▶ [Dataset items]
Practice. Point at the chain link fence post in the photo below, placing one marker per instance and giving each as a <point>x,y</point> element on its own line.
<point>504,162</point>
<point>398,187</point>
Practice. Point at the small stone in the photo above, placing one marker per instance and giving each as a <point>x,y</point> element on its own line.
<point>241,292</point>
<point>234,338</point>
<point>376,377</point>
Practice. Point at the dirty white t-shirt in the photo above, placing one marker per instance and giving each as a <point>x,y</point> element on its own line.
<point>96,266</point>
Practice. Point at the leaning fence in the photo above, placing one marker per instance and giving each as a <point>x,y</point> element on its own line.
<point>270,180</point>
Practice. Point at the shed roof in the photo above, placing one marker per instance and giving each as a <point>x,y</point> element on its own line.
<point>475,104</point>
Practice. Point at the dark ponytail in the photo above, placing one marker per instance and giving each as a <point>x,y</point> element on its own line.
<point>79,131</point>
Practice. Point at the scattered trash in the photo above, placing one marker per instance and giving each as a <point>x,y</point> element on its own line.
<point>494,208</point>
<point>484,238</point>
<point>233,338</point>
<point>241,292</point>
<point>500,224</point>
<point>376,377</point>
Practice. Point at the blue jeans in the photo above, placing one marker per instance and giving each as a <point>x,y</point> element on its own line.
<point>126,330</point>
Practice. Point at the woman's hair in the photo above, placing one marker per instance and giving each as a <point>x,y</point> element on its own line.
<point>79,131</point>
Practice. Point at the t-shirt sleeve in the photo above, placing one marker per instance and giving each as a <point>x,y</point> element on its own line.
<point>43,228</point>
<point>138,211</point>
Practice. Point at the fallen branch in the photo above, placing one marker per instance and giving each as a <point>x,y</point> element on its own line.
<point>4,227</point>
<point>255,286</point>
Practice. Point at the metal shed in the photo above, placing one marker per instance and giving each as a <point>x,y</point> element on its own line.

▶ [STATED EXERCISE]
Shift every point coordinate in the answers by -21 and write out again the part of the rows that opens with the line containing "Practice. Point at the dirty" and closes with the line containing "<point>270,180</point>", both ends included, with the requests unchanged. Give only that part.

▶ [COMPLETED TASK]
Practice. Point at the dirty white t-shirt in the photo above, placing one marker per instance and giving each as a <point>x,y</point> element on its own line.
<point>75,245</point>
Practice. Point at the leaning fence in the photo above, placing one marker per instance and giving each as a <point>x,y</point> element on its own line.
<point>249,159</point>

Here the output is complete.